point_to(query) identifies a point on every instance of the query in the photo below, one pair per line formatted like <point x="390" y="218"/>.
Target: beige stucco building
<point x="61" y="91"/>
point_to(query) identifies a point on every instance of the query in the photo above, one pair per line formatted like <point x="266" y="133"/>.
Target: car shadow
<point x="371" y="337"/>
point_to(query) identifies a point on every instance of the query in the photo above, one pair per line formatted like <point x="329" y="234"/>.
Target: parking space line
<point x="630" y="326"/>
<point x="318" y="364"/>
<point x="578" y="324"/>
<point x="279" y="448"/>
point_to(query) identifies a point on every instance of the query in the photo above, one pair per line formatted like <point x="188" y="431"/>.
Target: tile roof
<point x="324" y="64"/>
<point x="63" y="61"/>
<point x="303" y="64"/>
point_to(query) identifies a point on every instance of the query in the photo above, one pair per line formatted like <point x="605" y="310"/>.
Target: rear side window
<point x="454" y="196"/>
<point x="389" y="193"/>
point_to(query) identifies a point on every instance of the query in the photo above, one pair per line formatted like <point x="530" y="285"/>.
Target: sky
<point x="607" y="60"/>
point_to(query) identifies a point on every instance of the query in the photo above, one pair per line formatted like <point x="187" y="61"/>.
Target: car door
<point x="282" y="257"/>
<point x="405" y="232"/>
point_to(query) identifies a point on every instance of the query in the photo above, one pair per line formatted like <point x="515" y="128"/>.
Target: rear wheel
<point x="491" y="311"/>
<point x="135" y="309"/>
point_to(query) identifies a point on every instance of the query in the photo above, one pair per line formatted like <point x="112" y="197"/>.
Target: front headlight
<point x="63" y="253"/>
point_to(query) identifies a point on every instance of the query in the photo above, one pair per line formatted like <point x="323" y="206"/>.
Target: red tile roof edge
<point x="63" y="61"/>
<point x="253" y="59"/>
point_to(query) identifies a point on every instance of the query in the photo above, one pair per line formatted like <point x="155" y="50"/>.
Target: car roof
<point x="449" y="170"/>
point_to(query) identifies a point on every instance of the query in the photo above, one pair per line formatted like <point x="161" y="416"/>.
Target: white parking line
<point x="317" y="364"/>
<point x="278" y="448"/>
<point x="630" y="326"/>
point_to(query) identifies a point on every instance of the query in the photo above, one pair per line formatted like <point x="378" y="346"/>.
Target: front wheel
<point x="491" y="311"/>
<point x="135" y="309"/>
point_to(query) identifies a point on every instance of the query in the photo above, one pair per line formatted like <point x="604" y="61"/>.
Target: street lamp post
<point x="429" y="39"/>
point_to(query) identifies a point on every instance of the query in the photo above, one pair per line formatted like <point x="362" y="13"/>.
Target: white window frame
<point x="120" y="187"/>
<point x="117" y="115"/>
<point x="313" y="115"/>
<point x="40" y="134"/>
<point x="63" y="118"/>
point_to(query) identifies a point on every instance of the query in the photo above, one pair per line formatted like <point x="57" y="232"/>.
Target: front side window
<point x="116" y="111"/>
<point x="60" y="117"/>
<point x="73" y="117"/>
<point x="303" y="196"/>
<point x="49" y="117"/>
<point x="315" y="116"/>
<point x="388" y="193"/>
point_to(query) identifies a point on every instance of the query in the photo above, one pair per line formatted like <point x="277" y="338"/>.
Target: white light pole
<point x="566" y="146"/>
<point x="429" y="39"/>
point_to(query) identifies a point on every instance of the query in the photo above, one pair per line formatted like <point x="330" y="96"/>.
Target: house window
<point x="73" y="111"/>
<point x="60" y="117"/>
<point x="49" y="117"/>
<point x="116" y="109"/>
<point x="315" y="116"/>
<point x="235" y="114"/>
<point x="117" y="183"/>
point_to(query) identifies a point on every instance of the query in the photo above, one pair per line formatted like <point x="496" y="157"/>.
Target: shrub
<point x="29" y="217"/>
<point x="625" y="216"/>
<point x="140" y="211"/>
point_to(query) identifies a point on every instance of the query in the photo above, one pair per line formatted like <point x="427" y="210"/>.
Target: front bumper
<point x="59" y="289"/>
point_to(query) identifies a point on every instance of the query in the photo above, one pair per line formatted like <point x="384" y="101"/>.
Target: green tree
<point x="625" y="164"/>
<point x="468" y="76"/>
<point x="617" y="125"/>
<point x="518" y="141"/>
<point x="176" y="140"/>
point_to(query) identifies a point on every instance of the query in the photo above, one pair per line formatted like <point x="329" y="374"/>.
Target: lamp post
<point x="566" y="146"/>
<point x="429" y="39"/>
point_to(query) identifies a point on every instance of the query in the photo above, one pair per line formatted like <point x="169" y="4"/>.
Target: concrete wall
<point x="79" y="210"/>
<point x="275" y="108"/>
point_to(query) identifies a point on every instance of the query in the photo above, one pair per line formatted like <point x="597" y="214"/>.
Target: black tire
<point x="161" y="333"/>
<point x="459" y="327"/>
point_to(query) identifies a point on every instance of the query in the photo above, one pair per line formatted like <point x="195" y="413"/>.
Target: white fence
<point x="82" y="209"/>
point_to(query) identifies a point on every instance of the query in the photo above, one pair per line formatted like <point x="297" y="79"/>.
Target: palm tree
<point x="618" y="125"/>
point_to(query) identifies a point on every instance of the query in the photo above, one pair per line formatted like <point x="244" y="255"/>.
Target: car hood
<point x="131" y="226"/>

------------------------------------------------

Each entry must be reproduced verbatim.

▶ TASK RESPONSE
point_to(query) identifies a point on every instance of the query in the photo below, one pair per line formatted like <point x="390" y="218"/>.
Target: beige stucco building
<point x="61" y="91"/>
point_to(query) identifies a point on every instance of the query in the photo above, one pair per line formatted like <point x="266" y="133"/>.
Target: car shadow
<point x="371" y="337"/>
point_to(query) identifies a point on every instance of the query in the photo above, one pair per line formatted like <point x="329" y="234"/>.
Target: parking space line
<point x="630" y="326"/>
<point x="318" y="364"/>
<point x="578" y="324"/>
<point x="279" y="448"/>
point_to(query) identifies a point on every instance of the query in the photo above, one pair per line formatted like <point x="188" y="431"/>.
Target: tile roof
<point x="324" y="64"/>
<point x="63" y="61"/>
<point x="303" y="64"/>
point_to(query) identifies a point on every instance of the query in the photo above, one pair per line formatted like <point x="605" y="310"/>.
Target: rear side window
<point x="454" y="196"/>
<point x="389" y="193"/>
point_to(query) identifies a point on every instance of the query in the photo above, one pair per line formatted like <point x="530" y="285"/>.
Target: sky
<point x="607" y="60"/>
point_to(query) identifies a point on every instance of the query in the photo above, one pair per line formatted like <point x="187" y="61"/>.
Target: car door
<point x="282" y="257"/>
<point x="405" y="232"/>
point_to(query) identifies a point on every instance of the query in the photo above, one pair per line formatted like <point x="515" y="128"/>.
Target: rear wheel
<point x="491" y="311"/>
<point x="135" y="309"/>
point_to(query) identifies a point on every instance of the query in the photo above, one pair per line formatted like <point x="112" y="197"/>.
Target: front headlight
<point x="63" y="253"/>
point_to(query) identifies a point on every instance of the query in the photo above, one pair per line formatted like <point x="323" y="206"/>.
Target: red tile roof edge
<point x="63" y="61"/>
<point x="253" y="59"/>
point_to(query) identifies a point on every instance of the query in the photo above, one pair per line formatted like <point x="155" y="50"/>.
Target: car roof
<point x="449" y="170"/>
point_to(query) identifies a point on every instance of the query in the photo above, one pair per line formatted like <point x="161" y="416"/>.
Target: white parking line
<point x="317" y="364"/>
<point x="278" y="448"/>
<point x="630" y="326"/>
point_to(query) identifies a point on every instance of the query in the photo above, one pair per line formatted like <point x="378" y="346"/>.
Target: front wheel
<point x="491" y="311"/>
<point x="135" y="309"/>
point_to(query) identifies a point on every instance of the query in the photo above, one pair per line formatted like <point x="604" y="61"/>.
Target: street lamp post
<point x="429" y="39"/>
point_to(query) identifies a point on every instance of the query in the photo above, one pair per line formatted like <point x="362" y="13"/>.
Target: white window frame
<point x="120" y="187"/>
<point x="117" y="115"/>
<point x="313" y="115"/>
<point x="40" y="134"/>
<point x="63" y="118"/>
point_to(query) identifies a point on every instance of the query in the photo above, one pair per line formatted like <point x="57" y="232"/>.
Target: front side window
<point x="116" y="111"/>
<point x="60" y="117"/>
<point x="73" y="117"/>
<point x="303" y="196"/>
<point x="49" y="117"/>
<point x="315" y="116"/>
<point x="388" y="193"/>
point_to(query) identifies a point on every instance of the query in the photo above, one pair per line formatted like <point x="277" y="338"/>.
Target: white light pole
<point x="566" y="146"/>
<point x="429" y="39"/>
point_to(query) identifies a point on every instance of the query in the photo above, one pair per line formatted like <point x="330" y="96"/>.
Target: house window
<point x="73" y="111"/>
<point x="60" y="117"/>
<point x="49" y="117"/>
<point x="116" y="109"/>
<point x="315" y="116"/>
<point x="235" y="114"/>
<point x="117" y="183"/>
point_to(query) identifies a point on every instance of the query in the photo above, one pair per line formatted like <point x="496" y="157"/>.
Target: shrub
<point x="29" y="217"/>
<point x="625" y="216"/>
<point x="140" y="211"/>
point_to(query) identifies a point on every instance of the query in the photo above, one pair per line formatted like <point x="427" y="210"/>.
Target: front bumper
<point x="59" y="289"/>
point_to(query) identifies a point on every instance of the query in the photo above, one pair per line formatted like <point x="384" y="101"/>.
Target: green tree
<point x="625" y="164"/>
<point x="468" y="76"/>
<point x="617" y="125"/>
<point x="518" y="141"/>
<point x="176" y="140"/>
point_to(query) identifies a point on every instance of the query in the photo above, one pair per line formatted like <point x="329" y="374"/>.
Target: lamp post
<point x="566" y="146"/>
<point x="429" y="39"/>
point_to(query) identifies a point on every instance of the query in the photo above, one pair per line formatted like <point x="169" y="4"/>.
Target: concrete wall
<point x="79" y="210"/>
<point x="275" y="108"/>
point_to(query) identifies a point on every instance of the query in the photo above, one pair per line formatted like <point x="597" y="214"/>.
Target: black tire
<point x="161" y="333"/>
<point x="459" y="327"/>
point_to(query) identifies a point on every instance of the query in the photo above, one pair per line formatted like <point x="195" y="413"/>.
Target: white fence
<point x="82" y="209"/>
point_to(query) identifies a point on every instance of the query in the photo above, one pair per line formatted like <point x="297" y="79"/>.
Target: palm tree
<point x="618" y="125"/>
point_to(query) identifies a point on every instance of the query in the photo above, one pair per line formatted like <point x="244" y="255"/>.
Target: car hood
<point x="131" y="226"/>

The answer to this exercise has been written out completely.